==== Data lines ====
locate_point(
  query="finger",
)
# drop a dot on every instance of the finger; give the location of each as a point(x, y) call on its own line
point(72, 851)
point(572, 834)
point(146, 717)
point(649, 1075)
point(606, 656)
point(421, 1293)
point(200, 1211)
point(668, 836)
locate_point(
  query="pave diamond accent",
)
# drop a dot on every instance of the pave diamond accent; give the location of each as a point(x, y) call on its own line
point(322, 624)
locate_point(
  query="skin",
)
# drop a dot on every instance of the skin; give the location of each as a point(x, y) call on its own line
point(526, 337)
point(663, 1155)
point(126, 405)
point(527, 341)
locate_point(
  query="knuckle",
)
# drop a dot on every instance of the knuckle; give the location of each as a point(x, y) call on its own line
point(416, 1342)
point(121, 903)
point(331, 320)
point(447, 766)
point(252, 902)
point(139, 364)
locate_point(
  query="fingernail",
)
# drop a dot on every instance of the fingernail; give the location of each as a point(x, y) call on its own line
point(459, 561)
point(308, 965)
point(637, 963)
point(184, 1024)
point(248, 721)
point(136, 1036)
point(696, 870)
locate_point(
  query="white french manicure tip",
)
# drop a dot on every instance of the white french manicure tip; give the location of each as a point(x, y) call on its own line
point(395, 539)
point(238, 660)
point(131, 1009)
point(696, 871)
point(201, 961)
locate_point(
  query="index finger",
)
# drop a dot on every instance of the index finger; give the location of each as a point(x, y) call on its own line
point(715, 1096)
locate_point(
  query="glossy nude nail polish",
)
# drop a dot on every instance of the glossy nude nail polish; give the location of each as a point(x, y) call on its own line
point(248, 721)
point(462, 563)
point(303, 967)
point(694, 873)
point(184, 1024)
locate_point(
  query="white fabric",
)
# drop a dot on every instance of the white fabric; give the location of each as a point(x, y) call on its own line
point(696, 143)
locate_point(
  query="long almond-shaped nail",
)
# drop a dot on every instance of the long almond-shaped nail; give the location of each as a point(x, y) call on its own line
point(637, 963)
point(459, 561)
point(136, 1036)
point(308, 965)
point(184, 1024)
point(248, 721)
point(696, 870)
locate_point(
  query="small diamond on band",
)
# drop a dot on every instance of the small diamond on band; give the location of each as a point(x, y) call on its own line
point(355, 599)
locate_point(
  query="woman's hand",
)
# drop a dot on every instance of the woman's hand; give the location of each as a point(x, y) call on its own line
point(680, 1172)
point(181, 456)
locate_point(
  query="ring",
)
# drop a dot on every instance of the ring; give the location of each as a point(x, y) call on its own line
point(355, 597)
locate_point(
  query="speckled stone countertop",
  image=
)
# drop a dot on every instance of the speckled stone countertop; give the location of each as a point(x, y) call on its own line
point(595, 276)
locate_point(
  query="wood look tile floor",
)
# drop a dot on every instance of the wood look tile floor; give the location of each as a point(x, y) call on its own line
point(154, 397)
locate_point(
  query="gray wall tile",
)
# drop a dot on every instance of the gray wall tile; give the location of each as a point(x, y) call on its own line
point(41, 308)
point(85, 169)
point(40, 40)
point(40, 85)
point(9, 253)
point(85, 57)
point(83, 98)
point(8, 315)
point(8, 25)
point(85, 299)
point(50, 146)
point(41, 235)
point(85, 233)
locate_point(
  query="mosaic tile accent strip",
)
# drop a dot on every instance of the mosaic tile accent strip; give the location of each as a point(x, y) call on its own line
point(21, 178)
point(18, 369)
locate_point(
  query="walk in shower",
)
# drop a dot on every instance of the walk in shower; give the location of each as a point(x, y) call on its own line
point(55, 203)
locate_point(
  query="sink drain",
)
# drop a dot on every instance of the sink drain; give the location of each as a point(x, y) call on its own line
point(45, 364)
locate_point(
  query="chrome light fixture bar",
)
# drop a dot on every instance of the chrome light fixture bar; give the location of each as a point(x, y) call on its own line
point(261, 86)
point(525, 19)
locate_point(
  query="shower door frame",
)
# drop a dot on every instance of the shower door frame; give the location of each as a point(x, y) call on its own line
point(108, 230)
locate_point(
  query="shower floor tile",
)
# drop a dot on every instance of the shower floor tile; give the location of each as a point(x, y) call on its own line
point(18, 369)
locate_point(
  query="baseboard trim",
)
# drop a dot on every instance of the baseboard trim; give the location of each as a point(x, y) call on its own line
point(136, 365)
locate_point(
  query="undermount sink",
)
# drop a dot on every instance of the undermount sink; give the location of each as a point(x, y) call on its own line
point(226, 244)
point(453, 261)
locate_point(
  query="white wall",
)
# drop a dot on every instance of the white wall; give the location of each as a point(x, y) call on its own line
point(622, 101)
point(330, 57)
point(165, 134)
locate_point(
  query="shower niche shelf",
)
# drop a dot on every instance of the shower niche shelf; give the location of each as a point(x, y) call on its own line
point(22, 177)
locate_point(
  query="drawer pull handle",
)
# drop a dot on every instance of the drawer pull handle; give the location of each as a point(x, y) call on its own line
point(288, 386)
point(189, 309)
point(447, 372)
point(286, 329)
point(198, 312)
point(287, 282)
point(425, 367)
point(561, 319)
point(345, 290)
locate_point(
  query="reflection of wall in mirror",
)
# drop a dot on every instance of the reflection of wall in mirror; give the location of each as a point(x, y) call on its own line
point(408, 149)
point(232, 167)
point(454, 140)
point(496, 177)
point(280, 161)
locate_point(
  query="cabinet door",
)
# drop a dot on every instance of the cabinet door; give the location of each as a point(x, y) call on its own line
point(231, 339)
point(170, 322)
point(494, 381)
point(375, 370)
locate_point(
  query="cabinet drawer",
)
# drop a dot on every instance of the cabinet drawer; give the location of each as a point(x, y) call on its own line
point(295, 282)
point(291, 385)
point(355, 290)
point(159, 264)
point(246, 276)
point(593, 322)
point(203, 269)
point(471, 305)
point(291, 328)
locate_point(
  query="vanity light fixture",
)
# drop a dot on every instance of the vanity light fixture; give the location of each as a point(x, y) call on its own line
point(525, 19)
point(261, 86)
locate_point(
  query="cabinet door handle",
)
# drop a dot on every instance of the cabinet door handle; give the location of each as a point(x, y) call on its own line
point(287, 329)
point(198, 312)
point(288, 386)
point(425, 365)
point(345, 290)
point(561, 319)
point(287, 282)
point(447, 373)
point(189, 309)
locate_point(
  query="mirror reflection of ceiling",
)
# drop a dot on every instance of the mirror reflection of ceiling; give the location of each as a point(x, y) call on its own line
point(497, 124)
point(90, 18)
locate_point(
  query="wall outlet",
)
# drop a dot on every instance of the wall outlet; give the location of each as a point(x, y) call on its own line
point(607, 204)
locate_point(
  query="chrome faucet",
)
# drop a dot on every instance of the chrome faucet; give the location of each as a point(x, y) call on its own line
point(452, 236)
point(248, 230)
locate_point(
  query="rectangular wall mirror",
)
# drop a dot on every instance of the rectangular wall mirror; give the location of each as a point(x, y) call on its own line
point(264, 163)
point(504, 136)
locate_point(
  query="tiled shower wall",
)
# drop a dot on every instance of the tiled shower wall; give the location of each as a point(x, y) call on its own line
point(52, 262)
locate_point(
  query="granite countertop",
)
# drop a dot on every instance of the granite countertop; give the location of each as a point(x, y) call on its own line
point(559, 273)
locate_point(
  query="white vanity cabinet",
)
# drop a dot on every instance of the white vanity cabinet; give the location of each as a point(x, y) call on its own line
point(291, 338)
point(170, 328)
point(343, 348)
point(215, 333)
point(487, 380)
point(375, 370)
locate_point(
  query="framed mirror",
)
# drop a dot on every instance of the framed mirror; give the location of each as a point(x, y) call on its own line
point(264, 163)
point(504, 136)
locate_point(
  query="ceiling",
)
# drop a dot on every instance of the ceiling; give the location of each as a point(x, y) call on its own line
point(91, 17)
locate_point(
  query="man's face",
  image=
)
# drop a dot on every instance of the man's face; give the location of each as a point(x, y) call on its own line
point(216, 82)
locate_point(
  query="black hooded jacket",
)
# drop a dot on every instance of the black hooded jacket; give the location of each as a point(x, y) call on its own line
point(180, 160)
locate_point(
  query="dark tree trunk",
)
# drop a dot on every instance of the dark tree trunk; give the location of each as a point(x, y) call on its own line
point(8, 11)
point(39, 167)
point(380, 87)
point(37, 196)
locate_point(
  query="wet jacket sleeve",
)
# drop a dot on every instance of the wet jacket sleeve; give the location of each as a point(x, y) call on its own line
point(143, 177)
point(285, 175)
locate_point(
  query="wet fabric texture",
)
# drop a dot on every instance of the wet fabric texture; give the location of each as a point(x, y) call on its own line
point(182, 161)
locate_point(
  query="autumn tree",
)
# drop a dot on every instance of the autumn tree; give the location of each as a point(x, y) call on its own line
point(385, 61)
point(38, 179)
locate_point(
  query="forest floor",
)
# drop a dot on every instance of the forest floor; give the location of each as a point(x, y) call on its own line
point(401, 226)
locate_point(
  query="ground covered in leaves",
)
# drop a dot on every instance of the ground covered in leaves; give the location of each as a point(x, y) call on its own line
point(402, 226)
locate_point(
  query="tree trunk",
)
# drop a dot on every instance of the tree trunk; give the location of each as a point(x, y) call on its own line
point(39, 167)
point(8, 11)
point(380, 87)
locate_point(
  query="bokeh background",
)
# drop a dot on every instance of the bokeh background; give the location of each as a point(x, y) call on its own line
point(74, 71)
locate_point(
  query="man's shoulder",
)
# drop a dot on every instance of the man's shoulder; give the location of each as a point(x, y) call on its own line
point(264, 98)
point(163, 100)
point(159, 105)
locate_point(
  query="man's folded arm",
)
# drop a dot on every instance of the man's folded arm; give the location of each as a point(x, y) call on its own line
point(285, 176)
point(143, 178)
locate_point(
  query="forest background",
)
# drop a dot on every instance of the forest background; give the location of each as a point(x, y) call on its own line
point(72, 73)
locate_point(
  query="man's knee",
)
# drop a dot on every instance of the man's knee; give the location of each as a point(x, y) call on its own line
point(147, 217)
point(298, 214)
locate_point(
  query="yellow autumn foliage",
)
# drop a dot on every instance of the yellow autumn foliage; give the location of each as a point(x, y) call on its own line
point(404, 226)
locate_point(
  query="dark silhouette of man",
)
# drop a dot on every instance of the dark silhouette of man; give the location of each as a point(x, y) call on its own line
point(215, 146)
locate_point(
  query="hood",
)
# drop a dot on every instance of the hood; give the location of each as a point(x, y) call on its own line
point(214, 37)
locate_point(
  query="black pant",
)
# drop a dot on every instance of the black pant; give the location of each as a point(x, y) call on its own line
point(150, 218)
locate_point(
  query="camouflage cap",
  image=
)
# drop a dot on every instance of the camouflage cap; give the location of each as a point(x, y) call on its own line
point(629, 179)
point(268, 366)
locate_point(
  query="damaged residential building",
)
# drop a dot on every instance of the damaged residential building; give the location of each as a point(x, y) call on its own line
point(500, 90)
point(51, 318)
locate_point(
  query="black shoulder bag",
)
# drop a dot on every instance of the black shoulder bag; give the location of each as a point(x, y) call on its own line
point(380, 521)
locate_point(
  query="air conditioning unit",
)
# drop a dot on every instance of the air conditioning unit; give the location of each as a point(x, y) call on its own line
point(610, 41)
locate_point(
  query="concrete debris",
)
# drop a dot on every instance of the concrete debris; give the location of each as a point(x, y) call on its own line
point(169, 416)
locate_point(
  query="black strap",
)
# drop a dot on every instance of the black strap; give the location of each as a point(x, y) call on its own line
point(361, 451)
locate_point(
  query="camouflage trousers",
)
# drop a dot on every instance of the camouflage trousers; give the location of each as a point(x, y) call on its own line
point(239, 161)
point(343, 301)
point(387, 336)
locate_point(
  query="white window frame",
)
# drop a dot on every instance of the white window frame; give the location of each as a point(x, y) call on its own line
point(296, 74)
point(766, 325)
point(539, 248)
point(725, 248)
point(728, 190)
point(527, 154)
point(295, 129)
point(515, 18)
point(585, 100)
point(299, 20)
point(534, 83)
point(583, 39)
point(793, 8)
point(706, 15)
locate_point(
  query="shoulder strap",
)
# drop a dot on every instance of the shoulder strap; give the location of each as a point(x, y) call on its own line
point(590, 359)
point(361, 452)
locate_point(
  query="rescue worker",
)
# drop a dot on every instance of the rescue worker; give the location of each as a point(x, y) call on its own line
====
— Task description —
Which lines in the entries above contain the word "pull"? Copy each of those lines in full.

— Solution for this exercise —
  query="drawer pull handle",
# drop a dot on every instance of the drawer pull handle; give the location of each as a point(x, y) call on its own line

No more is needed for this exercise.